Source excerpt -

☆ ☆ ☆

5. Consent management (Articles 8-9)
| What to verify | Typical evidence |
|---|
| Consent is provided in writing or by another means demonstrating the will of the subject | Consent capture UI screenshots; stored consent strings |
| Consent requests are distinct from other clauses (not bundled) | Consent form design; standalone checkboxes |
| Purposes are specified; generic authorisations are void | Purpose-specific consent copy |
| Burden of proving valid consent rests with and is met by the controller | Consent audit trail; version history of consent text |
| Withdrawal of consent is as easy as giving it, and free of charge | Self-service withdrawal flow; withdrawal logs |
| Re-consent obtained when purpose or information materially changes | Change-triggered re-consent records |
| Data subjects informed of consequences of refusal | Notice language on refusal consequences |
6. Data subject rights (Articles 17-22)
| What to verify | Typical evidence |
|---|
| Confirmation of the existence of processing is provided on request | DSAR workflow; confirmation response templates |
| Access to data provided in simplified or complete (declaration) format | Access-report generation; format options |
| Correction of incomplete, inaccurate or outdated data is actioned | Correction request logs; data-update audit trail |
| Anonymisation, blocking or elimination of unnecessary/excessive/non-compliant data | Deletion/anonymisation procedure and completion records |
| Data portability to another provider on request | Portability export in interoperable format; portability logs |
| Deletion of data processed with consent (subject to legal retention) | Erasure workflow; retention-exception register |
| Information on public/private entities with which data was shared | Data-sharing disclosure register |
| Information about the possibility of denying consent and its consequences | Notice content; consent-refusal explanation |
| Revocation of consent honoured | Withdrawal processing evidence |
| Requests answered within statutory timeframes (immediate simplified / 15 days full) | SLA metrics; response timestamp logs |
| Rights exercised free of charge | Fee policy confirming no charge |
| Review of decisions taken solely on automated processing (Art. 20) | Human-review procedure; profiling logic disclosure |
| Identity verification for requestors without excessive friction | Identity-verification procedure balancing security and access |
7. Transparency and information duties
| What to verify | Typical evidence |
|---|
| Privacy notice discloses purpose, form, duration, controller identity and contact | Published privacy policy; version control |
| Information on shared processing and responsibilities of controllers/operators | Notice sections on data sharing; joint-controller descriptions |
| Data subject rights and how to exercise them are clearly stated | Rights section of notice; contact for Encarregado |
| Notices are accessible, in Portuguese, and appropriate to audience | Localisation evidence; accessibility testing |
| Just-in-time notices at point of collection | Contextual notice screenshots on forms/apps |
8. Controller and operator obligations (Articles 37-40)
| What to verify | Typical evidence |
|---|
| Records of processing operations (RoPA) maintained, especially where legitimate interest relied upon | Complete, current Register of Processing Operations |
| Operator processes strictly per controller instructions | Data Processing Agreements (DPA) with instruction clauses |
| Operator maintains its own records of processing performed for the controller | Operator RoPA; sub-processor register |
| Controller/operator liability and roles are contractually defined | Executed DPAs; liability allocation clauses |
| ANPD interoperability/reporting standards adopted where issued | Adoption of ANPD-defined report formats |
| Sub-processor authorisation and flow-down of obligations | Sub-processor approval register; back-to-back contracts |
9. Data Protection Officer / Encarregado (Article 41)

☆ ☆ ☆

Collected material -
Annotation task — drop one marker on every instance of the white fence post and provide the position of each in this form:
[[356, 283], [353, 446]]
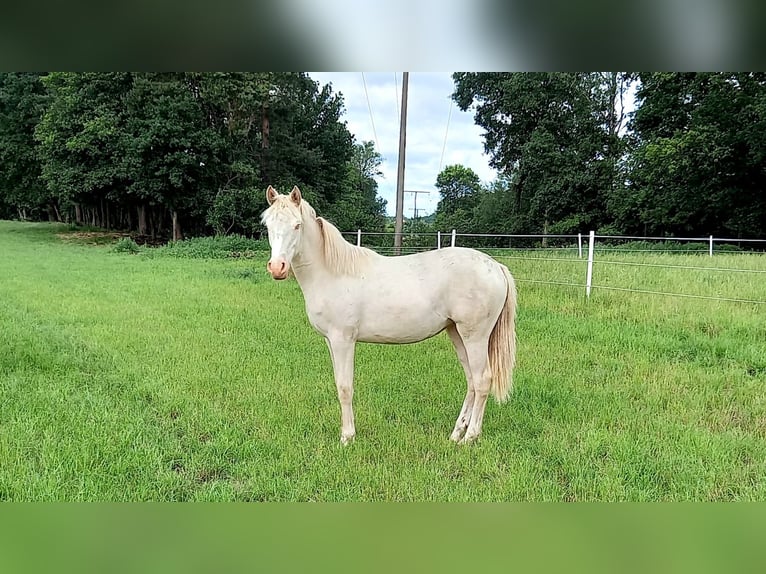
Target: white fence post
[[589, 276]]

☆ ☆ ☆

Work to complete - List every numbered section heading in the data protection checklist above.

Complete answer -
5. Consent management (Articles 8-9)
6. Data subject rights (Articles 17-22)
7. Transparency and information duties
8. Controller and operator obligations (Articles 37-40)
9. Data Protection Officer / Encarregado (Article 41)